▸ Given text
⟨
Did you know? – Sweet potato
|Kumara in Maori, kumar in Quechua (Peru). Photo: Procsilas Moscas. Used under Creative Commons licence.|
How did the sweet potato get from the Americas to the Pacific islands before the European explorers?
Sweet potato (Ipomoea batatas) originated in Mesoamerica, somewhere between the Yucatán Peninsula and Venezuela. It is a member of the morning glory family (Convolvulaceae). The shoots as well as the tubers are edible.
Archaeological evidence shows that the sweet potato was being eaten 8000 years ago and that it was being cultivated 5000 years ago throughout Mesoamerica, the Caribbean and South America.
The species name, batatas, comes from the Taíno language of the Caribbean, and gives us our word “potato”. Prehistoric trade within the Caribbean spread the sweet potato throughout the islands, where Spanish and Portuguese explorers encountered it. But when they started exploring the Pacific region, it had got there before them.
The famous 20th century explorer Thor Heyerdahl built his raft Kon-Tiki with the goal of proving that South Americans could have made long voyages. Right idea, wrong direction.
⟩
▸ Information supplied
⟨
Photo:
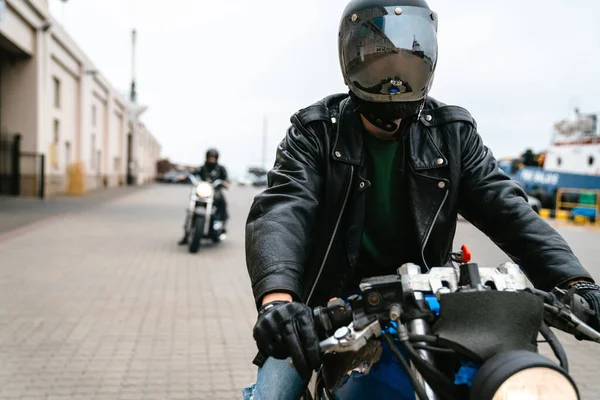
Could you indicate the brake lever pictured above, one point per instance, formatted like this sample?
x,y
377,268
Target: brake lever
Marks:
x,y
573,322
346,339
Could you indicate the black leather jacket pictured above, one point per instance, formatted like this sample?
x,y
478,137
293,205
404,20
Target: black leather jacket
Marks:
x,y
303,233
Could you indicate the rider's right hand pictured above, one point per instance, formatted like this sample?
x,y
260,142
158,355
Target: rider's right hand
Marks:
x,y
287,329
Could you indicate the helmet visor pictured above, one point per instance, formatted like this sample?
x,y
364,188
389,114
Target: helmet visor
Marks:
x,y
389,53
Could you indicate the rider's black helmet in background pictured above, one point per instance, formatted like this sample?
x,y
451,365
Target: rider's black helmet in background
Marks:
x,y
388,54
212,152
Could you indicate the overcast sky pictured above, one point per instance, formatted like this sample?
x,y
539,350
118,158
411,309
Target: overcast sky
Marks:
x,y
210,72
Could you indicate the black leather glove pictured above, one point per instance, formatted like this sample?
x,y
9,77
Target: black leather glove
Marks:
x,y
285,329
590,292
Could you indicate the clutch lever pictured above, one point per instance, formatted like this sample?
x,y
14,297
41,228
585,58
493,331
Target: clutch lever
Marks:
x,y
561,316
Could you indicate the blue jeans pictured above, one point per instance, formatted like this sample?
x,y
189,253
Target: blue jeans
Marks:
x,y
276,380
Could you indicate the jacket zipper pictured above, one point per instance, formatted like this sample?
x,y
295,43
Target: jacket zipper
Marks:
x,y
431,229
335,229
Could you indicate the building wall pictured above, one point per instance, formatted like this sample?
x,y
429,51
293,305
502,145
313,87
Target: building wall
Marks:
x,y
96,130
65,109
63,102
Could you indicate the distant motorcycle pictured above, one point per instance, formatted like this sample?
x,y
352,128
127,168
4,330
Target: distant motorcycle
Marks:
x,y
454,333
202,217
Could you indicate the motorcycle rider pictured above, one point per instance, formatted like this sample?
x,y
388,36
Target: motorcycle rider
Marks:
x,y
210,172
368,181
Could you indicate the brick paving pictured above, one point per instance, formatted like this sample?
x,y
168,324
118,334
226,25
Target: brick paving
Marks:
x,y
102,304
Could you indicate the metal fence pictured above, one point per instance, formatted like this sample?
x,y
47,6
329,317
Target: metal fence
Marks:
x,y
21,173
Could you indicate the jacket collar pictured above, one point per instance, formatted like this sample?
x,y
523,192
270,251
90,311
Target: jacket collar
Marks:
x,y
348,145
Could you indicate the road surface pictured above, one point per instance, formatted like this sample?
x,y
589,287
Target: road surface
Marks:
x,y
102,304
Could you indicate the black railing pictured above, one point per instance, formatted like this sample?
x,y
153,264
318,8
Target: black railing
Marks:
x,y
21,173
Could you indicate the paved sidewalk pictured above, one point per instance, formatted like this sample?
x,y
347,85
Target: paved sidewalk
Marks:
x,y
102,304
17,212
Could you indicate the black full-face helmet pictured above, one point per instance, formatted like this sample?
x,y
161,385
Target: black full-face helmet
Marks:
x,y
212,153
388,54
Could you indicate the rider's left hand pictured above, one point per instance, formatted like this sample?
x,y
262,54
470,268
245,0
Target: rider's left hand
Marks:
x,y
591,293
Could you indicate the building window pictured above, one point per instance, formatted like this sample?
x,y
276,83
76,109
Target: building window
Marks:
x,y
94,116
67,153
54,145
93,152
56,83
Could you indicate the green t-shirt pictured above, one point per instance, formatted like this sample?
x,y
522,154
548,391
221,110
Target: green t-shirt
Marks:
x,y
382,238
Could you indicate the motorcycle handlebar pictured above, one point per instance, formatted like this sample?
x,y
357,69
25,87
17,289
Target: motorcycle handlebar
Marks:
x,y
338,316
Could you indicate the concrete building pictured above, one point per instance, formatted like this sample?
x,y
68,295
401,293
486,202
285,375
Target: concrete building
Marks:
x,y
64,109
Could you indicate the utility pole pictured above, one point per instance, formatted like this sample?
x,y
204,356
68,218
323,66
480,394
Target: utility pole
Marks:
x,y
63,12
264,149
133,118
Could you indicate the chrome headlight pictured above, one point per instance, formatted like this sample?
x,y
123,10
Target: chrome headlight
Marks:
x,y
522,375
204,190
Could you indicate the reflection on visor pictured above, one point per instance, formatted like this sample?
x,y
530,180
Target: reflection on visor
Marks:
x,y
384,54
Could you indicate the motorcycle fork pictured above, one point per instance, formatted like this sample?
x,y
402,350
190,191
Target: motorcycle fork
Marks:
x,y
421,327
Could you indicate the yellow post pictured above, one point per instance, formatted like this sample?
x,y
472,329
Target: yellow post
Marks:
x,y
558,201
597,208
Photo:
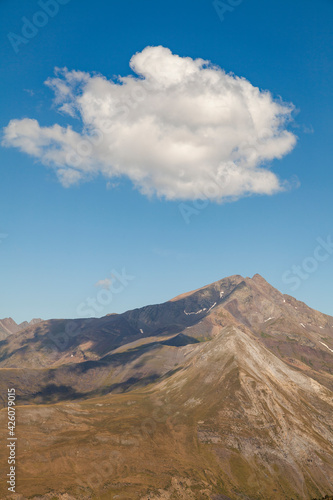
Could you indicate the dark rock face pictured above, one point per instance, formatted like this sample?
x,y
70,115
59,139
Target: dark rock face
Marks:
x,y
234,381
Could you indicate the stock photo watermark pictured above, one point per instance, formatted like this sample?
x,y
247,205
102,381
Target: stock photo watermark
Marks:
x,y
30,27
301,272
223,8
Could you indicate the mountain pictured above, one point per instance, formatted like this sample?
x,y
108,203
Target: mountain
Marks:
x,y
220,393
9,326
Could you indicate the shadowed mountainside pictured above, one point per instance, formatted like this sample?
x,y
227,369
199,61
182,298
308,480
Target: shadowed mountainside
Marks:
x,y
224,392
⟩
▸ To do
A) Answer these from the sweet potato piece, one line each:
(i) Between which two places did the sweet potato originate?
(ii) What plant family does it belong to?
(iii) Which language does the species name batatas come from?
B) Sum up the sweet potato piece in two sentences.
C) Carry on the sweet potato piece from where it stops.

▸ Answers to the exercises
A)
(i) Between the Yucatán Peninsula and Venezuela, in Mesoamerica.
(ii) The morning glory family (Convolvulaceae).
(iii) The Taíno language of the Caribbean.

B) The sweet potato originated in Mesoamerica and was eaten 8000 years ago and grown 5000 years ago across Mesoamerica, the Caribbean and South America. Prehistoric trade spread it through the Caribbean islands, where Spanish and Portuguese explorers found it, but it had already reached the Pacific before they explored there.

C)
Evidence continues to mount that the ancient Polynesians – arguably the world’s greatest ancient mariners – reached South America and brought the sweet potato back with them. The Maori of New Zealand were subsisting on sweet potato when Lieutenant (later Captain) Cook arrived in 1769. Notably, the Maori word for sweet potato, kumara, is almost identical to the Quechua name, kumar, from Peru.
Using genetic techniques to trace the origin has been problematic, because the Europeans introduced sweet potato around the world, and subsequent interbreeding has masked the origins.
But a recent analysis of herbarium specimens by French researchers has revealed differences between eastern and western Pacific accessions, supporting the “tripartite” hypothesis that sweet potato was introduced into the Pacific in three waves: first by the ancient Polynesians, and later by the Spanish from Mexico and by the Portuguese from the Caribbean.
Wade E. 2013. Clues to prehistoric human exploration found in sweet potato genome. Science Now.
Wikipedia. Sweet potato.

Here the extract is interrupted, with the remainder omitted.